▶ [Trecho do texto]
Marília Pinto de Carvalho é professora associada sênior da Faculdade de Educação da Universidade de São Paulo.
Como você começa o seu dia? Você tem uma rotina matinal?
Em geral acordo cedo, mas sou lerda até umas 9 horas da manhã.
Em que hora do dia você sente que trabalha melhor? Você tem algum ritual de preparação para a escrita?
Sou do sol. Engato ali no meio da manhã e, se posso, escrevo até o meio da tarde. Procuro resolver as coisas urgentes e em geral mais rápidas: respondo e-mails, pago contas, organizo a agenda. Isso serve como aquecimento e posso mergulhar na escrita sem me preocupar com coisas a resolver. Nunca consegui trabalhar bem à noite.
Você escreve um pouco todos os dias ou em períodos concentrados? Você tem uma meta de escrita diária?
Não trabalho com metas diárias. E como escrevo principalmente resultados de pesquisa, períodos de redação se alternam com fases de pesquisa de campo. Por isso não tenho uma rotina de escrita que faça parte do dia a dia e quase sempre escrevo em períodos concentrados. Mas não consigo escrever mais do que umas quatro, cinco horas por dia.
Como é o seu processo de escrita? Uma vez que você compilou notas suficientes, é difícil começar? Como você se move da pesquisa para a escrita?
Sou muito intuitiva, fica difícil explicar como construo as análises – e minha escrita flui das análises que faço do material empírico. Se tenho um rumo para a análise, a escrita vem. Faço muitas leituras do material – no meu caso, principalmente cadernos de campo e transcrições de entrevistas. Marco em cores diferentes temas que se repetem ou convergem, corto e colo trechos em arquivos separados, anoto impressões e ideias. Quando começo a escrever, em geral não é pelo princípio, mas pelo miolo, o núcleo central do que estou percebendo de novidade na minha análise. Faço um esquema de itens, mas ele é muito mutável. À medida que vou escrevendo, um tema ou questão se desdobra em dois itens, ou então o que parecia merecer um subtítulo inteiro sai como um parágrafo agregado noutro item. Não acho difícil começar esse tipo de texto – relatório de pesquisa, tese – mas outros gêneros são mais desafiadores. Um memorial, por exemplo, exige que você encontre o tom certo para falar de si mesma e de seu trabalho, destacando suas conquistas sem ser arrogante. Um capítulo de livro também exige que você encontre o tom para falar com aquele público específico. Às vezes dou voltas e voltas, deleto muitas frases até achar esse tom.

▶ [Tarefa proposta] Transcreva da entrevista sobre rotina de escrita o trecho que começa em "Não trabalho com" e termina em "pesquisa para a escrita?".

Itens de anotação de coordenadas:
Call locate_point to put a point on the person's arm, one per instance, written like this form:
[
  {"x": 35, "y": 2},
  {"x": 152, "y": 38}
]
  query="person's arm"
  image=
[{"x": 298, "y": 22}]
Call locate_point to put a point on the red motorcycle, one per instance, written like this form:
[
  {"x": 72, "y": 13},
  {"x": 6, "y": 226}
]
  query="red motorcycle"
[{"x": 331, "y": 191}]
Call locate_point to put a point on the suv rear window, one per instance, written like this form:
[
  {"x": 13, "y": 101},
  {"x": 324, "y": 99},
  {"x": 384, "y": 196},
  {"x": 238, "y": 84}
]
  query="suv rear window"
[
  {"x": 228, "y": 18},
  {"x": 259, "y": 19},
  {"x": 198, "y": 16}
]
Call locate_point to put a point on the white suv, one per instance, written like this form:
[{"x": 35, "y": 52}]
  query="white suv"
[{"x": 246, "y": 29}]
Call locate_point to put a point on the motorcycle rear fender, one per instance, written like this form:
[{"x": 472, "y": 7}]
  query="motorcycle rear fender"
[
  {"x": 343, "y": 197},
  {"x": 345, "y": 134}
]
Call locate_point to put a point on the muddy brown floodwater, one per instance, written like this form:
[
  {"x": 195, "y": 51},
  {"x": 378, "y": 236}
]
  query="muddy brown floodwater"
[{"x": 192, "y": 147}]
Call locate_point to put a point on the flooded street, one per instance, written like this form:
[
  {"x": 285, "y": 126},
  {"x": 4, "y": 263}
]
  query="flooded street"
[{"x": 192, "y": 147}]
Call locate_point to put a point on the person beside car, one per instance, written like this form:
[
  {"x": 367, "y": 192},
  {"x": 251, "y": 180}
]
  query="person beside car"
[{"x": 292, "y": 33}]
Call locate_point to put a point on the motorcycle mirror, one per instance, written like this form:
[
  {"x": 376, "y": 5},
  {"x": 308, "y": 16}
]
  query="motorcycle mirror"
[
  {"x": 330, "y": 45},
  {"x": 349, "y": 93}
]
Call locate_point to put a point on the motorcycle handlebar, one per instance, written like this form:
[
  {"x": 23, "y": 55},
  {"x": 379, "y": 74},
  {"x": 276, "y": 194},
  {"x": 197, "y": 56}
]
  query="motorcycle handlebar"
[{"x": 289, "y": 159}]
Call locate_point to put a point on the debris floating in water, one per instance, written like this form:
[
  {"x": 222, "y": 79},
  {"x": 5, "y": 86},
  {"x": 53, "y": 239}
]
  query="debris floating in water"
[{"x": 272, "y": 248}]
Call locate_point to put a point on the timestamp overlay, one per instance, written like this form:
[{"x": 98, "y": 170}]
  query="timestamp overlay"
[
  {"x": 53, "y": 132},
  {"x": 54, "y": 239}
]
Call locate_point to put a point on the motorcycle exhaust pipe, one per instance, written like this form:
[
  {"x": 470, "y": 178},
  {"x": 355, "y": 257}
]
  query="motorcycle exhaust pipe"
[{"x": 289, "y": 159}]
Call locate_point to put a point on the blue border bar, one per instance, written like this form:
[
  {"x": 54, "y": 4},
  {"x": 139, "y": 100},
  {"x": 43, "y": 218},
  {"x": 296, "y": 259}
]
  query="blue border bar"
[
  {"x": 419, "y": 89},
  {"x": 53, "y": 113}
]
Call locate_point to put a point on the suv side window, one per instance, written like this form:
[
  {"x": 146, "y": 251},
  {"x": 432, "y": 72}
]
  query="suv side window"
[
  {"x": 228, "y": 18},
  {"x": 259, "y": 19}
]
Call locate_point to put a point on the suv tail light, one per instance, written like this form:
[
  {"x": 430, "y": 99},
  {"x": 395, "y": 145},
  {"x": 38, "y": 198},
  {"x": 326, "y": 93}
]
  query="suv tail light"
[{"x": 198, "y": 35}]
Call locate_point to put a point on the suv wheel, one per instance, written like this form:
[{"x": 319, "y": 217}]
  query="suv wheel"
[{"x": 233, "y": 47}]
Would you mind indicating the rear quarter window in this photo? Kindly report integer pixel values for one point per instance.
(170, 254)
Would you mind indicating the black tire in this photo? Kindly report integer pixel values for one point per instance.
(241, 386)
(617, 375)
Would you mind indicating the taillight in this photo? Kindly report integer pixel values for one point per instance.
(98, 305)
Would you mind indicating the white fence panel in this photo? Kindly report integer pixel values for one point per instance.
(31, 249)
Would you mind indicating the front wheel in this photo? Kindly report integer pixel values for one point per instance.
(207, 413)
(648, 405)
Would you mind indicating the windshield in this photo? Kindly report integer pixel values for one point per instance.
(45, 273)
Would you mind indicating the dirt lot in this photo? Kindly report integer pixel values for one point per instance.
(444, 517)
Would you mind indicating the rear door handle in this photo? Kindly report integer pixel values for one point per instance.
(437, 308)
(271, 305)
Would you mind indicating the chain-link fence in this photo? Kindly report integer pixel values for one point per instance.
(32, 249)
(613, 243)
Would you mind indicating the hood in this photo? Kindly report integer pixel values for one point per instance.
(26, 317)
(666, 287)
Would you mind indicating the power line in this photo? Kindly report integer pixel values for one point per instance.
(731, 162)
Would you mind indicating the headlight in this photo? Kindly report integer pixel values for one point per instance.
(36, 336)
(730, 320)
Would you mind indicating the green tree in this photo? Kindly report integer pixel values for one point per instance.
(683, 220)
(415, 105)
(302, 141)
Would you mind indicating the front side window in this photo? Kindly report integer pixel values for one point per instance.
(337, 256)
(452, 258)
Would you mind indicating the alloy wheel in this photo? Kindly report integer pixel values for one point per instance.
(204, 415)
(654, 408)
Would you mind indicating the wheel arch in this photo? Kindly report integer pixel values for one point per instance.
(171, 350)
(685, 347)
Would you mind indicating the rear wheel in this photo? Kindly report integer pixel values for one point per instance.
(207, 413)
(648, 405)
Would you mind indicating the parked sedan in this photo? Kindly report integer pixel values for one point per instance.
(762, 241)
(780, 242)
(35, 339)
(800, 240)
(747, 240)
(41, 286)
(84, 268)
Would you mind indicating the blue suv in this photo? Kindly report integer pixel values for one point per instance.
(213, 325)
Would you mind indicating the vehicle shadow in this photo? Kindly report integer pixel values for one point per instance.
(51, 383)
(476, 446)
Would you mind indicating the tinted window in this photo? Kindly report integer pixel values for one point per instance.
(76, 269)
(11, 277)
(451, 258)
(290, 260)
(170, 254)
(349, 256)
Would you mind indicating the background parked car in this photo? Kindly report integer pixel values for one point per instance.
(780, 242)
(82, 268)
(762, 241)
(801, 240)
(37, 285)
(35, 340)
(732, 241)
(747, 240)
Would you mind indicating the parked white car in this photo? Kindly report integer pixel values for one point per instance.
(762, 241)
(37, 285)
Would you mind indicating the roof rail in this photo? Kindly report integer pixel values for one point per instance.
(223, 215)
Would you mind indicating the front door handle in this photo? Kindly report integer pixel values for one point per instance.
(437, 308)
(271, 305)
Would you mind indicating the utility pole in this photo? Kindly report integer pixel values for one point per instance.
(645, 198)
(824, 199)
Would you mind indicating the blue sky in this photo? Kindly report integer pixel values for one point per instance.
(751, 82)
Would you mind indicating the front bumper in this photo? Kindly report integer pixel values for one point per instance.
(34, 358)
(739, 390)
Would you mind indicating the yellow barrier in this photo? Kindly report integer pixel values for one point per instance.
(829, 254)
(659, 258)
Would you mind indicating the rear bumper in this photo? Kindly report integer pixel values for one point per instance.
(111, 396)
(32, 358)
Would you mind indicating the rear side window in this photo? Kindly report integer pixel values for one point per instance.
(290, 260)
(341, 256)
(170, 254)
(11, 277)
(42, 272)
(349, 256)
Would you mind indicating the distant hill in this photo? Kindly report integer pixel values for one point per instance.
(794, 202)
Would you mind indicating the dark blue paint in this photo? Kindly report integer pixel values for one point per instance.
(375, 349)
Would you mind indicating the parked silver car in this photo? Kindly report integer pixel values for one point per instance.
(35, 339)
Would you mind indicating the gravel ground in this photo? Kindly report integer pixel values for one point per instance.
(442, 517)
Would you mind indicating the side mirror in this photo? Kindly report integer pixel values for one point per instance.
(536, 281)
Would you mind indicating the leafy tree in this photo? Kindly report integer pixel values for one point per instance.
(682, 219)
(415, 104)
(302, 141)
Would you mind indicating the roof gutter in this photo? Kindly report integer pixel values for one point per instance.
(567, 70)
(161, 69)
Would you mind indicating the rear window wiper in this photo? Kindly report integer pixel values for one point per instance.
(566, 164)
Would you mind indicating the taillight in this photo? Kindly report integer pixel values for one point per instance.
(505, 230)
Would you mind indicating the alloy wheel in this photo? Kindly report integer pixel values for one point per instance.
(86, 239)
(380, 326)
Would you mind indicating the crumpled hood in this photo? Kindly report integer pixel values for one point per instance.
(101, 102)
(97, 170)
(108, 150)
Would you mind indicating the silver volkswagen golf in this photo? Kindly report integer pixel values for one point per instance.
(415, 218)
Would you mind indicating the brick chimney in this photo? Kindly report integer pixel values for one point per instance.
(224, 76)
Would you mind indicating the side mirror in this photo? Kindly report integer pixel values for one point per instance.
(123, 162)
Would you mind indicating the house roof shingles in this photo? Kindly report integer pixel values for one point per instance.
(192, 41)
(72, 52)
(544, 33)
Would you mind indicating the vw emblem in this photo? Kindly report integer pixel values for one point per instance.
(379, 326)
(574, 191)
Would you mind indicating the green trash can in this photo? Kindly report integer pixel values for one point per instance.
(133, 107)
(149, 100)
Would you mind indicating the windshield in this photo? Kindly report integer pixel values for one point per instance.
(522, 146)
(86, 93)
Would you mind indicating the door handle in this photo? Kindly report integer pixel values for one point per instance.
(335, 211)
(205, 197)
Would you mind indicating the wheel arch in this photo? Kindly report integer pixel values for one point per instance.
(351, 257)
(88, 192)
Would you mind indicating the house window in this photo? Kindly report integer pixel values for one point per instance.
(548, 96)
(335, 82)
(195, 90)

▶ [Resposta da tarefa]
Não trabalho com metas diárias. E como escrevo principalmente resultados de pesquisa, períodos de redação se alternam com fases de pesquisa de campo. Por isso não tenho uma rotina de escrita que faça parte do dia a dia e quase sempre escrevo em períodos concentrados. Mas não consigo escrever mais do que umas quatro, cinco horas por dia.
Como é o seu processo de escrita? Uma vez que você compilou notas suficientes, é difícil começar? Como você se move da pesquisa para a escrita?